*EXERCISE GOAL*.
Start at the top of the records and, please, print each line exactly through the line that contains "outstretched wing -> box", leaving out all pictures.

※

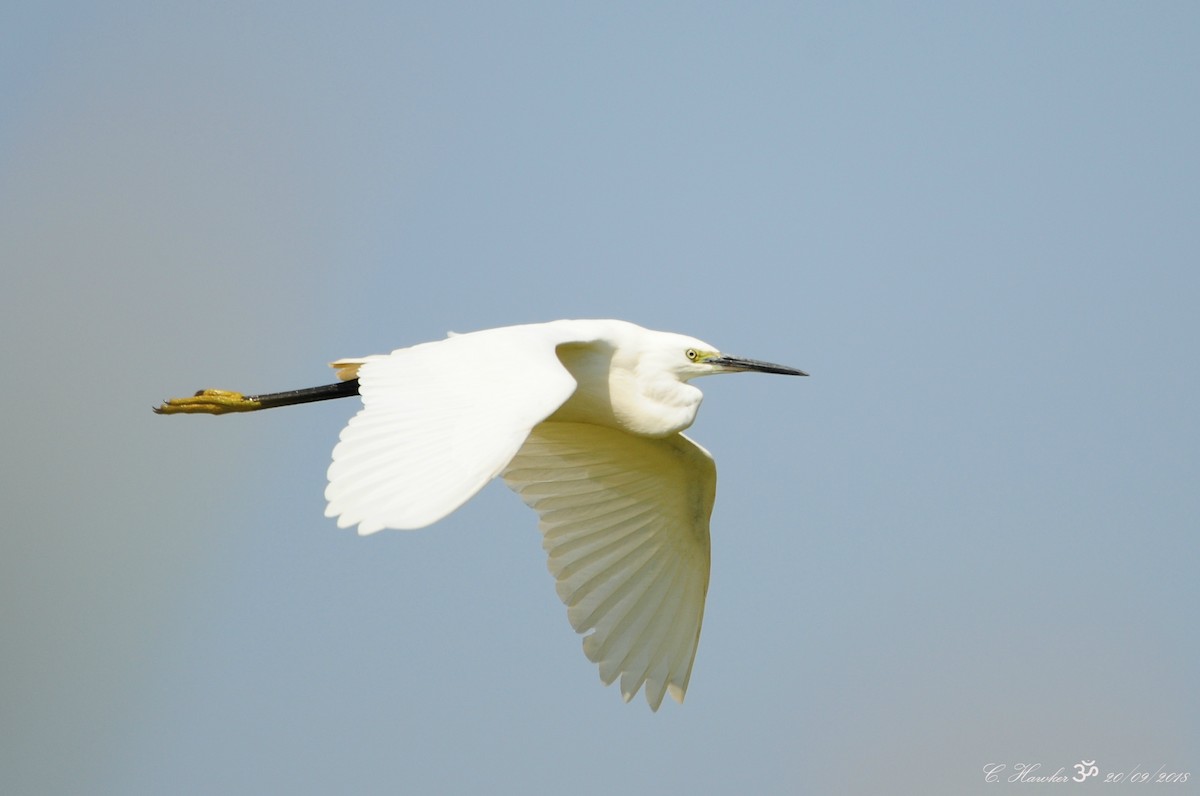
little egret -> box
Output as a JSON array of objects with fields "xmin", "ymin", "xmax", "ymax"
[{"xmin": 156, "ymin": 319, "xmax": 807, "ymax": 709}]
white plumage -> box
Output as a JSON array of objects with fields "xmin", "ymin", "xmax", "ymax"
[
  {"xmin": 505, "ymin": 422, "xmax": 713, "ymax": 708},
  {"xmin": 320, "ymin": 320, "xmax": 805, "ymax": 709}
]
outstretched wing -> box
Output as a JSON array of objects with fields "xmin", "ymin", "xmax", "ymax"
[
  {"xmin": 503, "ymin": 421, "xmax": 715, "ymax": 710},
  {"xmin": 326, "ymin": 325, "xmax": 587, "ymax": 534}
]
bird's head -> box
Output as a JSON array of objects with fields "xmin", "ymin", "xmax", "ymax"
[{"xmin": 654, "ymin": 334, "xmax": 809, "ymax": 382}]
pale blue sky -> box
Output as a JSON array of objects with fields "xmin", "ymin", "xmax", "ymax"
[{"xmin": 2, "ymin": 3, "xmax": 1197, "ymax": 794}]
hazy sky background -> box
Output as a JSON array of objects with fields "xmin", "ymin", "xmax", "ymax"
[{"xmin": 2, "ymin": 3, "xmax": 1197, "ymax": 794}]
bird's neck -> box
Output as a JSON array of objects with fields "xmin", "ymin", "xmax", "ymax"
[
  {"xmin": 551, "ymin": 345, "xmax": 701, "ymax": 438},
  {"xmin": 626, "ymin": 374, "xmax": 702, "ymax": 437}
]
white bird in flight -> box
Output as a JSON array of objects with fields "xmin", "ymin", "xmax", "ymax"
[{"xmin": 156, "ymin": 319, "xmax": 807, "ymax": 709}]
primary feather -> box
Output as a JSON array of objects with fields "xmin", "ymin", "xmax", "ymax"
[{"xmin": 503, "ymin": 422, "xmax": 713, "ymax": 709}]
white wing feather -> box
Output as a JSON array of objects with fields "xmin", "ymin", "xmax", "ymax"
[
  {"xmin": 325, "ymin": 325, "xmax": 583, "ymax": 534},
  {"xmin": 503, "ymin": 421, "xmax": 714, "ymax": 710}
]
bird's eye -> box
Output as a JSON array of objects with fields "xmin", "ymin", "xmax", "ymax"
[{"xmin": 685, "ymin": 348, "xmax": 699, "ymax": 361}]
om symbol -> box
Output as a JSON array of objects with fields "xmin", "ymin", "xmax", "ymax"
[{"xmin": 1074, "ymin": 760, "xmax": 1099, "ymax": 782}]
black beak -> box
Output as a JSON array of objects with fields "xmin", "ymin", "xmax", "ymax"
[{"xmin": 707, "ymin": 355, "xmax": 808, "ymax": 376}]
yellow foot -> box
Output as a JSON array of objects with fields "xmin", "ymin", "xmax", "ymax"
[{"xmin": 154, "ymin": 389, "xmax": 263, "ymax": 415}]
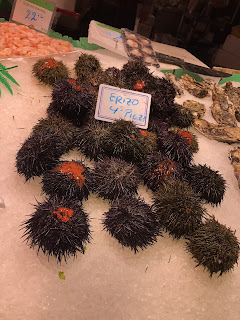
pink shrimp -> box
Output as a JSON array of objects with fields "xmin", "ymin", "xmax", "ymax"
[{"xmin": 0, "ymin": 22, "xmax": 73, "ymax": 57}]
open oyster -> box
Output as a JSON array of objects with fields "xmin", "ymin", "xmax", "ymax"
[
  {"xmin": 182, "ymin": 100, "xmax": 206, "ymax": 119},
  {"xmin": 211, "ymin": 86, "xmax": 237, "ymax": 127},
  {"xmin": 194, "ymin": 119, "xmax": 240, "ymax": 143},
  {"xmin": 229, "ymin": 147, "xmax": 240, "ymax": 188},
  {"xmin": 181, "ymin": 74, "xmax": 209, "ymax": 98}
]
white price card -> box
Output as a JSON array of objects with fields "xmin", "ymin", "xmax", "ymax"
[
  {"xmin": 10, "ymin": 0, "xmax": 55, "ymax": 34},
  {"xmin": 95, "ymin": 84, "xmax": 151, "ymax": 129}
]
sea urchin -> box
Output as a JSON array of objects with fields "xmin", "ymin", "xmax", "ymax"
[
  {"xmin": 93, "ymin": 157, "xmax": 141, "ymax": 201},
  {"xmin": 42, "ymin": 160, "xmax": 93, "ymax": 201},
  {"xmin": 153, "ymin": 179, "xmax": 206, "ymax": 238},
  {"xmin": 103, "ymin": 195, "xmax": 160, "ymax": 252},
  {"xmin": 22, "ymin": 197, "xmax": 91, "ymax": 263},
  {"xmin": 186, "ymin": 217, "xmax": 239, "ymax": 276}
]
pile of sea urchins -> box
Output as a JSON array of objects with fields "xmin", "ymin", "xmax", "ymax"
[{"xmin": 17, "ymin": 54, "xmax": 239, "ymax": 276}]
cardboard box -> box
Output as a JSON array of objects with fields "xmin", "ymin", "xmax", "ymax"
[
  {"xmin": 222, "ymin": 34, "xmax": 240, "ymax": 57},
  {"xmin": 213, "ymin": 48, "xmax": 240, "ymax": 69}
]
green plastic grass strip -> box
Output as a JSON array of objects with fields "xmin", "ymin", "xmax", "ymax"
[
  {"xmin": 27, "ymin": 0, "xmax": 54, "ymax": 11},
  {"xmin": 219, "ymin": 74, "xmax": 240, "ymax": 84},
  {"xmin": 161, "ymin": 69, "xmax": 175, "ymax": 74},
  {"xmin": 0, "ymin": 63, "xmax": 20, "ymax": 86},
  {"xmin": 48, "ymin": 30, "xmax": 103, "ymax": 50},
  {"xmin": 161, "ymin": 68, "xmax": 204, "ymax": 82},
  {"xmin": 0, "ymin": 74, "xmax": 13, "ymax": 94},
  {"xmin": 96, "ymin": 22, "xmax": 121, "ymax": 33}
]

※

*ANSWER BELOW*.
little egret -> box
Output as a JSON array of objects with fields "xmin", "ymin", "xmax", "ymax"
[{"xmin": 156, "ymin": 319, "xmax": 807, "ymax": 709}]
white plumage -> box
Output as a JSON array of objects with fields "xmin", "ymin", "xmax", "ymax"
[
  {"xmin": 505, "ymin": 422, "xmax": 713, "ymax": 708},
  {"xmin": 320, "ymin": 320, "xmax": 805, "ymax": 709}
]
outstretched wing -> box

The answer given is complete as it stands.